-- START OF Records for the exercise --

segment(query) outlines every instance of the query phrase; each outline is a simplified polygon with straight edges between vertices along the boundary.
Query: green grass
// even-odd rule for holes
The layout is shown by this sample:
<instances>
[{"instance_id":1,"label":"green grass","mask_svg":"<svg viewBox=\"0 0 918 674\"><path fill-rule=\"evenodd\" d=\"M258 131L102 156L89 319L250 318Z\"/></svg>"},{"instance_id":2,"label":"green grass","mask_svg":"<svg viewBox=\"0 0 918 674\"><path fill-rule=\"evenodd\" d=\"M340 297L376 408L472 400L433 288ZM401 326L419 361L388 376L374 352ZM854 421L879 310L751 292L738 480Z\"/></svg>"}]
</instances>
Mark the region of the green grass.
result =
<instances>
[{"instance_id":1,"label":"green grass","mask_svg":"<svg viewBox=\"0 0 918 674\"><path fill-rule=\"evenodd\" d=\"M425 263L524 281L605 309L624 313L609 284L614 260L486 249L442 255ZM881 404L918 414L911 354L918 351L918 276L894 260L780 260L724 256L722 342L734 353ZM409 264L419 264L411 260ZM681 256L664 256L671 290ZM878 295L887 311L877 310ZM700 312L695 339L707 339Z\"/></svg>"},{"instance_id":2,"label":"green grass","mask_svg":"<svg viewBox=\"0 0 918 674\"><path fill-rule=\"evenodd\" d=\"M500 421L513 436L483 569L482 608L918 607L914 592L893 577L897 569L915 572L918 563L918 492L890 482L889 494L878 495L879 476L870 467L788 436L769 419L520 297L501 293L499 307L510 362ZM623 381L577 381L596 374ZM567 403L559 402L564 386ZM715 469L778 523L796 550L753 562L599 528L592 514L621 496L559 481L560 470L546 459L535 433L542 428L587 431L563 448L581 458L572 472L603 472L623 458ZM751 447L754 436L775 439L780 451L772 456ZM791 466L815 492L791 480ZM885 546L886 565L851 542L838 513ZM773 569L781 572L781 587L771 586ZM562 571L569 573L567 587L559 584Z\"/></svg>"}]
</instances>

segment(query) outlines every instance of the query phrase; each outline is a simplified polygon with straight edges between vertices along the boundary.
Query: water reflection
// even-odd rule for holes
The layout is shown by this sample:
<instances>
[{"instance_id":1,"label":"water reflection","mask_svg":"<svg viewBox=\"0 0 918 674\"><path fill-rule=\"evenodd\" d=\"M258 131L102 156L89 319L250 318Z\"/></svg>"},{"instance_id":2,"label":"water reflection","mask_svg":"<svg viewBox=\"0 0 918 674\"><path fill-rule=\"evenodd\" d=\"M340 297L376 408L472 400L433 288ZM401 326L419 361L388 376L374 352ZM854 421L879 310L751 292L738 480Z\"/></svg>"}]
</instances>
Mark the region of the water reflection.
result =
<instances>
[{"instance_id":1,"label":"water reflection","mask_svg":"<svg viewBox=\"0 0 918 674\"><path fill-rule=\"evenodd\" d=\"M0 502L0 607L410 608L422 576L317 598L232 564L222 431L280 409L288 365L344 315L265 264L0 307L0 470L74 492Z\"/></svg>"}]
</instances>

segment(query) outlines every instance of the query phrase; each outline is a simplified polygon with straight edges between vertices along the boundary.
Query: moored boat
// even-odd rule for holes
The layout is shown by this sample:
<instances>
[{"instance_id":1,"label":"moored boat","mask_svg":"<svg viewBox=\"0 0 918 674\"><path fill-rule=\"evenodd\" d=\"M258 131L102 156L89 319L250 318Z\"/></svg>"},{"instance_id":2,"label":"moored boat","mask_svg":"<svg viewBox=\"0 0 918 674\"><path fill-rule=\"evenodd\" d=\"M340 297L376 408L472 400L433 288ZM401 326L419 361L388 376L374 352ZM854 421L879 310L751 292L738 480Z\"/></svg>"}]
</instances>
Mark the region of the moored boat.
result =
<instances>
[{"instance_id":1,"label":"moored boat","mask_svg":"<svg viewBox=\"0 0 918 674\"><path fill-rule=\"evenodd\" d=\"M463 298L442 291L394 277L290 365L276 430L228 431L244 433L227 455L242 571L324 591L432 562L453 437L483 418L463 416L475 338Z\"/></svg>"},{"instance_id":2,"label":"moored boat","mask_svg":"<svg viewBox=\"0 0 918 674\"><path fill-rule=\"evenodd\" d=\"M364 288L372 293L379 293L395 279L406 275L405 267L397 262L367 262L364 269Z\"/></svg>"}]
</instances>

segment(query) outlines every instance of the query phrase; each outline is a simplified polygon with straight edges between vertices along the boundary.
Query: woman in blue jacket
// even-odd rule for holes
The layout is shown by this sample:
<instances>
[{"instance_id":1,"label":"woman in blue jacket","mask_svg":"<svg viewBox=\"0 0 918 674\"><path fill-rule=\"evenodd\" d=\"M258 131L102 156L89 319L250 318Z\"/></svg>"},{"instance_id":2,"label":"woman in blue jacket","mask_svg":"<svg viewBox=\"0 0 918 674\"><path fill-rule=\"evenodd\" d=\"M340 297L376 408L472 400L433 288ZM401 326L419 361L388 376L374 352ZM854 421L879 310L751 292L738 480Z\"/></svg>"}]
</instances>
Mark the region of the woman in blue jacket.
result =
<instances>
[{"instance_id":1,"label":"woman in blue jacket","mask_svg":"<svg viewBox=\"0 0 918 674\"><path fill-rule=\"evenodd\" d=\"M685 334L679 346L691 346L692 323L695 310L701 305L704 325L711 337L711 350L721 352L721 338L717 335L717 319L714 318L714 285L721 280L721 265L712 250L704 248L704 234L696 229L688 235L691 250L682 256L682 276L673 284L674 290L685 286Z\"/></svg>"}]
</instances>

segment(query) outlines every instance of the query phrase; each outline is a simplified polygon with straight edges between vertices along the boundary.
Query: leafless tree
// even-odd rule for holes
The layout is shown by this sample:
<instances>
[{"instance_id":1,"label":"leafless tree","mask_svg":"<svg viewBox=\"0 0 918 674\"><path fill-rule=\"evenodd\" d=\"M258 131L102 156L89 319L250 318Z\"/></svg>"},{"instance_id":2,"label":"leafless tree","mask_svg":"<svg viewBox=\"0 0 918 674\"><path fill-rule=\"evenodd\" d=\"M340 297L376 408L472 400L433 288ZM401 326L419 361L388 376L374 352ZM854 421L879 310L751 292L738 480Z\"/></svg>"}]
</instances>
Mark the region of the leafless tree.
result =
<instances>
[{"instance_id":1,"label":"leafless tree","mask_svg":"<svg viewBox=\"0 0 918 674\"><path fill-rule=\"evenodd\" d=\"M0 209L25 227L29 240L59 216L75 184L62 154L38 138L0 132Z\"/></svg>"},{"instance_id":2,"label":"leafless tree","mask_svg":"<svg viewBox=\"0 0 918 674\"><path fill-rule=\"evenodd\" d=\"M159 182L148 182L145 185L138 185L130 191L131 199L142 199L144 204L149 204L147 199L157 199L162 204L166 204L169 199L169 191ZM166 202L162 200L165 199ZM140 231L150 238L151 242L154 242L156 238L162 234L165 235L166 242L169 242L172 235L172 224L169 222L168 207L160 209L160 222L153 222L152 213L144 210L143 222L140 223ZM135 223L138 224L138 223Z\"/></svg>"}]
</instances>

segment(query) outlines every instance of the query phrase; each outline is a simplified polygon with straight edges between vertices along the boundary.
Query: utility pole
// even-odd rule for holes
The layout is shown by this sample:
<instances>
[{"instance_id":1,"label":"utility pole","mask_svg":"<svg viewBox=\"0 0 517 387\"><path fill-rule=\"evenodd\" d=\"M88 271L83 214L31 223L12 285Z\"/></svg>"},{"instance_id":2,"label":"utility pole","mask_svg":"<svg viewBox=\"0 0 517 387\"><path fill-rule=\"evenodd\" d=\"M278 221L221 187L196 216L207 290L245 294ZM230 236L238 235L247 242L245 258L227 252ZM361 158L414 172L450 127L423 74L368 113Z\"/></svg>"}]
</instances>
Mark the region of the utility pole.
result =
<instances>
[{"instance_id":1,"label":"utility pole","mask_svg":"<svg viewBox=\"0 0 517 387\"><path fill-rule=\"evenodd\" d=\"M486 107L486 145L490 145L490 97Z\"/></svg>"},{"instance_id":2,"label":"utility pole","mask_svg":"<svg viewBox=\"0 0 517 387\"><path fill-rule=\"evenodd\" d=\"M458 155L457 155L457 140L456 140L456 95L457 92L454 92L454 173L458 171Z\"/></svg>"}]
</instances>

-- END OF Records for the exercise --

* Challenge:
Find every line in the rows above that contains the word "water", and copy each one. Case counts.

* Task output:
Query: water reflection
[{"instance_id":1,"label":"water reflection","mask_svg":"<svg viewBox=\"0 0 918 674\"><path fill-rule=\"evenodd\" d=\"M258 131L102 156L89 319L250 318Z\"/></svg>"},{"instance_id":2,"label":"water reflection","mask_svg":"<svg viewBox=\"0 0 918 674\"><path fill-rule=\"evenodd\" d=\"M340 297L376 408L472 400L433 288ZM401 326L419 361L388 376L374 352ZM854 421L879 310L751 292L738 480Z\"/></svg>"}]
Mark the region of the water reflection.
[{"instance_id":1,"label":"water reflection","mask_svg":"<svg viewBox=\"0 0 918 674\"><path fill-rule=\"evenodd\" d=\"M0 502L0 607L410 608L422 576L317 598L232 564L222 431L280 409L288 365L344 315L265 264L0 307L0 470L74 492Z\"/></svg>"}]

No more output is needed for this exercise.